* _REQUIREMENTS_: Reproduce the whole listing, character for character.

— begin —

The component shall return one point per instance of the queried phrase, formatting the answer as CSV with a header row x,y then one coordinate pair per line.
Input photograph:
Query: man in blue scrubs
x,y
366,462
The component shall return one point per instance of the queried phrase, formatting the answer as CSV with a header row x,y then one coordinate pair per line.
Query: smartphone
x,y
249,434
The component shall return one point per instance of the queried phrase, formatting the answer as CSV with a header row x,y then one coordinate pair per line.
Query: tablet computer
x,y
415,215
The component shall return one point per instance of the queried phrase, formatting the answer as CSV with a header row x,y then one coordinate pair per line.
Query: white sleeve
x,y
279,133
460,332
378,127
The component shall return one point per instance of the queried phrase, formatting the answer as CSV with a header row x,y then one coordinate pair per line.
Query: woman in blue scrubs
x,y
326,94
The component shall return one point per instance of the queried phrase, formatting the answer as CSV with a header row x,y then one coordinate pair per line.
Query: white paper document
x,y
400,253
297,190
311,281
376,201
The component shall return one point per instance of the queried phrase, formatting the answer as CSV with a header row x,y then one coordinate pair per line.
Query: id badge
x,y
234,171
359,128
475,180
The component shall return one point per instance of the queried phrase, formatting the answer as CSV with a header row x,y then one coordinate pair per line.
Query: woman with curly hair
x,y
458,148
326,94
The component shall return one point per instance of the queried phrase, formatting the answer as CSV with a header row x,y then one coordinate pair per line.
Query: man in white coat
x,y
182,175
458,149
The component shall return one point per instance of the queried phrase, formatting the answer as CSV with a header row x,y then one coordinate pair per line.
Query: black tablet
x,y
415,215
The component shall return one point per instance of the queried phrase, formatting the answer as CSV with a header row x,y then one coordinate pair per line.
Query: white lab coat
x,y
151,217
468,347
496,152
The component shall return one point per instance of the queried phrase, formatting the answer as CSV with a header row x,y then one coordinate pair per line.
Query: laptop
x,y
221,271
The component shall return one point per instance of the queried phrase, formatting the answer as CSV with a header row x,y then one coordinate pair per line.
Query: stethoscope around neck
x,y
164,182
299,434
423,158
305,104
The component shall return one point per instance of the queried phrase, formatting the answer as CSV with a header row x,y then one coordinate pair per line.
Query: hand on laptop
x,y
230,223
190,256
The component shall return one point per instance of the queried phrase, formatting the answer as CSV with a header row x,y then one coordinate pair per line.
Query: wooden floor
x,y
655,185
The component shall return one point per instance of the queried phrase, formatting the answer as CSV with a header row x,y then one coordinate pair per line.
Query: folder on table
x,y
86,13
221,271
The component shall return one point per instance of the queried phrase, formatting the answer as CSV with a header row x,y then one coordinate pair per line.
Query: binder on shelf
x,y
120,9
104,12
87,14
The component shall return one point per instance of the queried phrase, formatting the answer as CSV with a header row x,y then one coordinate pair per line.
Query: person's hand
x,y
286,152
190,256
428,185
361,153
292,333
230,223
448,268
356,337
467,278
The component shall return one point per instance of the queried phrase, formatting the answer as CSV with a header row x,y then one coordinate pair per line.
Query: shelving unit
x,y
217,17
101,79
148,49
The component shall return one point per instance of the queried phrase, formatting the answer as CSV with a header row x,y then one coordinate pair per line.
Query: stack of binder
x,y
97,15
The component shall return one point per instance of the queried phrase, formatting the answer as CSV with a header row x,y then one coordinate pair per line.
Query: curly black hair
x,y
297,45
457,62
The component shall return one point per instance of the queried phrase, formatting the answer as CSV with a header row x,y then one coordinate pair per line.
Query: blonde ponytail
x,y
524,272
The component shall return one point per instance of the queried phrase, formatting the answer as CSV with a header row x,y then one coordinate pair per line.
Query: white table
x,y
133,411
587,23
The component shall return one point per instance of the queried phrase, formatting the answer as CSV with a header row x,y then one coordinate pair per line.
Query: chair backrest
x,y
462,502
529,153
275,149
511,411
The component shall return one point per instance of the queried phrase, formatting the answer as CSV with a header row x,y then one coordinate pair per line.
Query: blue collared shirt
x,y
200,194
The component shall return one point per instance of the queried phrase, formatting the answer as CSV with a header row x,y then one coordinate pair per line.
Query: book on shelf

— end —

* _CORRECT RESULT_:
The component shall return one point per instance of the queried phrase, formatting the answer as CSV with a header row x,y then one coordinate pair per line.
Input photograph:
Query: man in blue scrubs
x,y
366,462
The component shall return one point per instance of the queried phrase, formatting the answer as CSV with a header row x,y then one coordinate pair per line.
Query: smartphone
x,y
249,434
The component shall return one point per instance of the queried phrase, formatting the answer as CSV with a header row x,y then one coordinate pair per line.
Query: tablet computer
x,y
415,215
The component shall return one point per instance of the queried phrase, formatting the answer as CSV with a header row x,y then one coordinate pair per line.
Query: white sleeve
x,y
279,133
460,332
378,127
The component shall return one point per instance of the queried phrase, formatting the answer as CSV with a header row x,y then one coordinate pair per line.
Query: woman in blue scrubs
x,y
326,94
The component shall return one point per instance of the queried phrase, formatting the answer as CSV with a header row x,y then one coordinate pair per line.
Query: white paper document
x,y
400,253
297,190
311,281
376,201
The component shall return one point per instance of the queried phrase, formatting the answer as CSV with a header row x,y then one coordinate pair per line.
Query: id badge
x,y
234,171
359,128
475,180
The component shall return one point per instance of the queried phrase, formatting the answer as CSV with a header row x,y then one coordinate pair per line.
Query: woman with curly hair
x,y
458,148
326,94
The component shall return one point per instance of the queried phrase, formatting the answer as CSV with a header row x,y then one coordinate pair per line.
Query: man in white coat
x,y
182,175
458,149
The component shall return one point per instance of the queried phrase, formatting the answer as CSV with a header row x,y then one coordinate pair per line.
Query: black tablet
x,y
415,215
The component shall return one point per instance of the queried phrase, formatting the answer as CSV with a header row x,y then one coordinate pair per line.
Query: white lab coat
x,y
151,217
468,347
496,152
The component shall return one point per instance of the queried phrase, formatting the answer as CSV with a header row x,y then one coordinate pair per line.
Query: laptop
x,y
221,271
The component shall return one point per instance of the queried phrase, formatting the answer as CSV with a header row x,y then one coordinate pair per line.
Query: stethoscope around neck
x,y
164,182
299,434
423,158
305,104
The component shall return one point per instance of the queried phrase, formatting the answer as CSV with a header row x,y then one coordinate pair per line.
Query: hand on laptop
x,y
230,223
190,256
The component shall return one point per instance of the queried phrase, formatting the answer as CSV with a header row x,y then one coordinate pair per line.
Query: wooden floor
x,y
655,185
The component shall return one point per instance of the queried phrase, formatting the answer as CSV with a header row x,y then one coordinate pair per line.
Query: folder on table
x,y
86,13
221,271
The component shall return one point per instance of the queried phrase, formatting the answer as CSV with a header row x,y then one coordinate pair per line.
Query: binder on shelf
x,y
120,9
104,12
87,14
The component shall return one point per instance of the queried phrase, formatting the answer as CSV with a header row x,y then one coordinate pair per line.
Query: person's hand
x,y
286,152
190,256
428,185
361,153
292,333
230,223
448,268
356,337
467,278
The component shall return one point per instance of the queried phrase, formatting the answer as CSV with a header row x,y then one coordinate pair per line.
Query: shelving unit
x,y
217,17
101,79
148,49
The component shall return one point per instance of the queried phrase, formatting the answer as CSV with a header row x,y then one coordinate pair per line.
Query: stack of binder
x,y
97,15
The component shall return one point per instance of the queried phrase, formatting the answer as CSV with a header row x,y then one coordinate pair per line.
Query: curly black hair
x,y
297,45
457,62
The component shall return one point per instance of the queried phrase, formatting the answer as CSV with a header row x,y then one coordinate pair per line.
Query: blonde ponytail
x,y
524,272
The component shall return one point per instance of the queried phrase, formatting the answer as CSV with a header row x,y then one coordinate pair per line.
Query: white table
x,y
133,411
587,23
The component shall return one point per instance of the queried phrase, formatting the answer as CSV with a header row x,y then one coordinate pair per line.
Query: chair backrest
x,y
462,502
529,153
275,149
511,411
The component shall return one point per instance of the queried phrase, formatting the answer as CSV with a header row x,y then one coordinate pair per line.
Query: blue collared shirt
x,y
200,194
The component shall return one point per instance of the queried phrase, formatting the answer as CSV with a header row x,y then one coordinate pair per line.
Query: book on shelf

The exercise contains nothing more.